DATA FOR PROCESSING:
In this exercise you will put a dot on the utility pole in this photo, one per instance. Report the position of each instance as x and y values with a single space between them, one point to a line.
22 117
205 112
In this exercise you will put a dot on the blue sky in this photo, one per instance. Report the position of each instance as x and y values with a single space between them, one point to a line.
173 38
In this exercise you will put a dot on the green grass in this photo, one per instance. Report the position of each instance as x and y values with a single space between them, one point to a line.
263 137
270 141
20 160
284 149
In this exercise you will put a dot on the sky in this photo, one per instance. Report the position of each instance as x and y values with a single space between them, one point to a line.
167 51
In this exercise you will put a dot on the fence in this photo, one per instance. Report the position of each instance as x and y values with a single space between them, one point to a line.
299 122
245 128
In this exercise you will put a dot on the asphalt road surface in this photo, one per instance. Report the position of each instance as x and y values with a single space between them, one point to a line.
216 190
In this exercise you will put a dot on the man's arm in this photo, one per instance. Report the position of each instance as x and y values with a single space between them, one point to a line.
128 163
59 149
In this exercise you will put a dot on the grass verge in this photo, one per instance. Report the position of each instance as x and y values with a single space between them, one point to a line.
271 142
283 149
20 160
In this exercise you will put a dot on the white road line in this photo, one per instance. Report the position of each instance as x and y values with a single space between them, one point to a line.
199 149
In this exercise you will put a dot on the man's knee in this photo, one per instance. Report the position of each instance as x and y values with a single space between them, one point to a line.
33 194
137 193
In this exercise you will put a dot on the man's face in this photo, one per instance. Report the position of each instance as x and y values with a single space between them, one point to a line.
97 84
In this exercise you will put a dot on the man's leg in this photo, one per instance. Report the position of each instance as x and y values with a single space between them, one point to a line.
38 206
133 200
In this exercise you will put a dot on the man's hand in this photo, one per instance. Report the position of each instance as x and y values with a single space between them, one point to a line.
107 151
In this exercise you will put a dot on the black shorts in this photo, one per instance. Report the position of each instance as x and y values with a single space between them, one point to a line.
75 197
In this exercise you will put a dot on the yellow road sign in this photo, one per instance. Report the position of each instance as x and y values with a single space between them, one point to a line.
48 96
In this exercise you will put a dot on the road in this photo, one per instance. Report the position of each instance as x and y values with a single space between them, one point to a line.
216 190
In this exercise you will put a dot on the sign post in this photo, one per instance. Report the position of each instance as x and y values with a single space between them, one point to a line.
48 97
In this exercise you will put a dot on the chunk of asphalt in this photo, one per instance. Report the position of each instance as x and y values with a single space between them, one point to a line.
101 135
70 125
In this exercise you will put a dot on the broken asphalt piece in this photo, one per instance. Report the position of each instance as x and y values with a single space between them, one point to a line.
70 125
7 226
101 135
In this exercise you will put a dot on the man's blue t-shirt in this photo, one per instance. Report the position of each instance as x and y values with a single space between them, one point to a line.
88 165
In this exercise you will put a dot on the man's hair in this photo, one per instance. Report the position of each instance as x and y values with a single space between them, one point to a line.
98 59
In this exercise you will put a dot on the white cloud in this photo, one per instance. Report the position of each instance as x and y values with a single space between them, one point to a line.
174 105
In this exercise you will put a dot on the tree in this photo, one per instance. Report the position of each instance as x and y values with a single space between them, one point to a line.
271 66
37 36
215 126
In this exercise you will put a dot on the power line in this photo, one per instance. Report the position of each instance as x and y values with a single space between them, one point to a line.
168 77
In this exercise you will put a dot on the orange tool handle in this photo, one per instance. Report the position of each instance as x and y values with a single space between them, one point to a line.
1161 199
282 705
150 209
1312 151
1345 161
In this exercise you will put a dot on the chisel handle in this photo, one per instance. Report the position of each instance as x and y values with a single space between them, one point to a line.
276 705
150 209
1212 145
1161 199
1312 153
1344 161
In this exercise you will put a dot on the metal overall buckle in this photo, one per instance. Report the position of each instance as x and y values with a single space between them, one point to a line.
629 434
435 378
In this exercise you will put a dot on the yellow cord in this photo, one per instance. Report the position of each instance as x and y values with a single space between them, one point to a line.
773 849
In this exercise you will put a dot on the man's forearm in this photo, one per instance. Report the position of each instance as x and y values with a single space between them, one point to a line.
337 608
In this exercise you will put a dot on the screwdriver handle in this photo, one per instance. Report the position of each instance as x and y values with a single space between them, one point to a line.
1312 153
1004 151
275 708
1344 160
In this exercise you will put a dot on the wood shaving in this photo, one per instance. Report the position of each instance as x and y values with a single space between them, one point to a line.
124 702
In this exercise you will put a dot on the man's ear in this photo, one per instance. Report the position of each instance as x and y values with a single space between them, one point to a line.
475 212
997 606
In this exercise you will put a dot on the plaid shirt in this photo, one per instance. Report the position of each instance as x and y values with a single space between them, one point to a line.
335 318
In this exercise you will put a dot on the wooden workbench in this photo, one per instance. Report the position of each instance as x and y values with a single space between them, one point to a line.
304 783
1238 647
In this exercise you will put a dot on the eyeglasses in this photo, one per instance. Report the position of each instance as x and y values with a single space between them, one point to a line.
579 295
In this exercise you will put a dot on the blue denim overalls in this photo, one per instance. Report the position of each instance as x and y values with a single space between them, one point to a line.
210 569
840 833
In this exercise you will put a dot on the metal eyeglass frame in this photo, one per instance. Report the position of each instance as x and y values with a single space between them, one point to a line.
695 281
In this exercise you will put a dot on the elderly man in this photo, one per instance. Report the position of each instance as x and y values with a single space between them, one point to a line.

WRITTEN EXERCISE: Rewrite the whole listing above as a numbered list, leaving out any blank lines.

FULL ANSWER:
1. In this exercise you will put a dot on the utility pole in this photo, one per instance. Report the position of each instance as x and y values with a single space between them, one point to a line.
2. 22 117
3. 205 112
4. In this exercise you will put a dot on the blue sky in this photo, one per instance. Report the position of each instance as x and y values with a single space between them, one point to a line.
5. 173 38
6. In this exercise you will put a dot on the green grass in this photo, one per instance. Report the position of each instance as x and y values with a single space between them, one point to a line.
7. 263 137
8. 270 141
9. 20 160
10. 284 149
11. In this exercise you will put a dot on the sky in this photo, one per instance. Report the position of each instance as x and y values with a single space between them, one point to a line.
12. 167 51
13. In this exercise you will put a dot on the fence in this photo, one per instance. Report the position of each instance as x and y values with a single space between them, one point to a line.
14. 299 122
15. 245 128
16. In this exercise you will put a dot on the asphalt road surface in this photo, one per instance. Report the position of each instance as x and y values with a single space between them, one point to a line.
17. 216 190
18. In this exercise you will put a dot on the man's arm in this photo, one per instance. Report the position of each instance as x and y values with a single space between them, one point to a line.
19. 128 163
20. 59 149
21. In this exercise you will put a dot on the grass verge in this photo, one per instance. Report the position of each instance as x and y values with a single space between them, one point to a line.
22. 271 142
23. 283 149
24. 20 160
25. In this exercise you will put a dot on the white road line in this photo, one per instance. Report the position of each instance as x and y values with a single space between them, one point to a line.
26. 199 149
27. In this exercise you will put a dot on the man's knee in this photo, one per instance. Report the position of each instance as x and y values with a single space between them, one point to a line.
28. 33 194
29. 137 193
30. In this exercise you will put a dot on the man's face in this photo, one per instance. Report the position of each instance as x and y values with a single space between them, one point to a line.
31. 97 84
32. In this exercise you will put a dot on the man's leg in this photo, one per instance. Report the position of each instance as x and y values with a single space between them, one point to a line.
33. 38 206
34. 133 200
35. In this exercise you will put a dot on the man's hand in this photo, one per instance. Report the position of each instance as x and y values with a single space between them, one point to a line.
36. 107 151
37. In this exercise you will put a dot on the black shorts in this photo, one per instance. Report the position of each instance as x and y values with a single space between them, one point to a line.
38. 75 197
39. In this exercise you will put a dot on the yellow road sign in this photo, one per instance. Report the position of each instance as x and y values with a single space between them, one point to a line.
40. 48 96
41. In this exercise you will put a dot on the road in this photo, one per instance. Report the position of each instance as x and y values with a single space between them, one point to a line.
42. 216 190
43. In this exercise you will put a dot on the sign post in this photo, one per instance. Report the position of each instance as x and y values with a single space between them, one point to a line.
44. 48 97
45. In this exercise you will put a dot on the chunk of asphalt in this photo, one per instance. Report the position of each instance as x and y values with a single space between them, one point to a line.
46. 101 135
47. 70 125
48. In this exercise you will put a dot on the broken asphalt piece in this photo, one per instance. Report the position of each instance as x and y values with a single space between them, one point to a line.
49. 70 125
50. 7 226
51. 101 135
52. In this exercise you will put a dot on the man's blue t-shirt in this photo, one per instance. Report the position of each instance as x and y values with a single space between them, one point to a line.
53. 88 165
54. In this exercise you will put a dot on the man's hair in this photo, one per instance. Report the position of each instance as x and y values with a single space between them, one point to a line.
55. 98 59
56. In this exercise you will put a dot on the white cloud in this photo, one per instance. Report the position of each instance as x and y values with a single space between them, one point to a line.
57. 174 105
58. In this exercise you will put a dot on the tree in this photo, one per instance. Report the position of each instance as x and y values with a single space between them, one point to a line.
59. 271 66
60. 37 36
61. 215 126
62. In this exercise you will put a dot on the power line in this photo, one per instance. Report the position of each instance as x and y values with a single space between them, one point to a line.
63. 168 77
64. In this exercise you will put a dot on the orange tool handle in this photo, one per instance. Report the position of each instance as x and y values with a single space between them, one point to a line.
65. 1161 199
66. 282 705
67. 150 209
68. 1312 151
69. 1345 161
70. In this exercise you will put a dot on the chisel handle in this photo, one per instance. Report the position of each instance as x and y values with a single space between them, one point to a line.
71. 276 705
72. 150 209
73. 1212 145
74. 1161 199
75. 1312 153
76. 1344 161
77. In this exercise you will put a dot on the metal overall buckle in this photo, one per instance. Report the position of each instance as x and y values with a single space between them, one point to a line.
78. 629 434
79. 435 378
80. In this exercise you will put a dot on the yellow cord in this photo, one per instance. Report the position of each instance as x and y values with a single space between them, one point to a line.
81. 773 849
82. In this exercise you will put a dot on the man's forearm in this photo, one per instance. Report the position of each instance as x and y values with a single space between them, one point to a line.
83. 337 608
84. In this exercise you will put a dot on the screwdriver handle in this photo, one per instance. Report the position of each instance as x and y values with a single space between them, one point to a line.
85. 1312 153
86. 1004 151
87. 275 708
88. 1344 160
89. In this exercise you will put a dot on the wood shaving in this photo, one per instance. Report the position of each instance as x and y values with a single space between them, one point to a line.
90. 124 702
91. In this exercise you will put a dot on the man's ear in this photo, one per instance. Report the position of each instance as x and y values with a single space between them, one point to a line.
92. 475 212
93. 997 606
94. In this exercise you will put a dot on the plaid shirt in this photo, one per instance. Report the position of each instance as x and y values with a single space between them, one point to a line.
95. 335 318
96. In this exercise you will put a dot on the wooden workbench in this photo, one per instance. Report the position of each instance as x and y values with a single space between them, one point to a line.
97. 304 783
98. 1238 647
99. In this exercise you will put a dot on the eyeglasses in this photo, one per instance. Report the position of each instance as x and y values with a single space between them, one point to a line.
100. 579 295
101. In this exercise you will put a dot on the blue denim overalls in this photo, one per instance. Report the position of each instance as x and y values with a single space between them, one point to a line.
102. 210 569
103. 840 833
104. In this exercise you will put a dot on the metal eyeglass frame in this photo, one per instance. Report the position of each instance as x and y values with a single space between them, one point to a line.
105. 695 281
106. In this exercise you will put a dot on the elderly man in this photo, one per instance. Report the position of each instance as x and y values with a single space between them, one point to a line.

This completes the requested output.